For the data below, report how many lines include the word "woman", and write nothing else.

*** Begin section ***

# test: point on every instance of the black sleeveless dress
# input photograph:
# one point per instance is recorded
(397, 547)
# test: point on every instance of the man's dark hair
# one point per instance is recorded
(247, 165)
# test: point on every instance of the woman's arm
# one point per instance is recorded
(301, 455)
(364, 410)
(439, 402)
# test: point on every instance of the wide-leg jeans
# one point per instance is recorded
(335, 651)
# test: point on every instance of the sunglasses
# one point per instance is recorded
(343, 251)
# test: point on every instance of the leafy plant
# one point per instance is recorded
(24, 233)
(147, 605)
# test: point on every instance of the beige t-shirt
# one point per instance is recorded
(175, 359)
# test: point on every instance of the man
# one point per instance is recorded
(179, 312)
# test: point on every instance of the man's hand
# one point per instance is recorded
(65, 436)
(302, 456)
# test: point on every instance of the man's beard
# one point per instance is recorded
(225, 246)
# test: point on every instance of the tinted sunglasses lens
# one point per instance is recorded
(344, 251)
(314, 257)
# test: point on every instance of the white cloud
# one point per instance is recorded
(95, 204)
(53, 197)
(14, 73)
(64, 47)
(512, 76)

*** End section ***
*** Begin section ***

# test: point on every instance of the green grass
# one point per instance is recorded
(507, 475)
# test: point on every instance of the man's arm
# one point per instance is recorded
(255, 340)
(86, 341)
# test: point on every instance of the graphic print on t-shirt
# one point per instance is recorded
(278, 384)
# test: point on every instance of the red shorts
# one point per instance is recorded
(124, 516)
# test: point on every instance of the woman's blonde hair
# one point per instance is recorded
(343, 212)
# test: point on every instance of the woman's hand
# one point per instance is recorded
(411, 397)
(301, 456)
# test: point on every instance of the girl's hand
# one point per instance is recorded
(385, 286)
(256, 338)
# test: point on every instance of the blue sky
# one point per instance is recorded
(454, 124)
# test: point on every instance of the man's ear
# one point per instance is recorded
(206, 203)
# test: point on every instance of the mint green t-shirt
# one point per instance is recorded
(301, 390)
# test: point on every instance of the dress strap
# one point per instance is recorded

*** End section ***

■ EXPECTED ANSWER: 3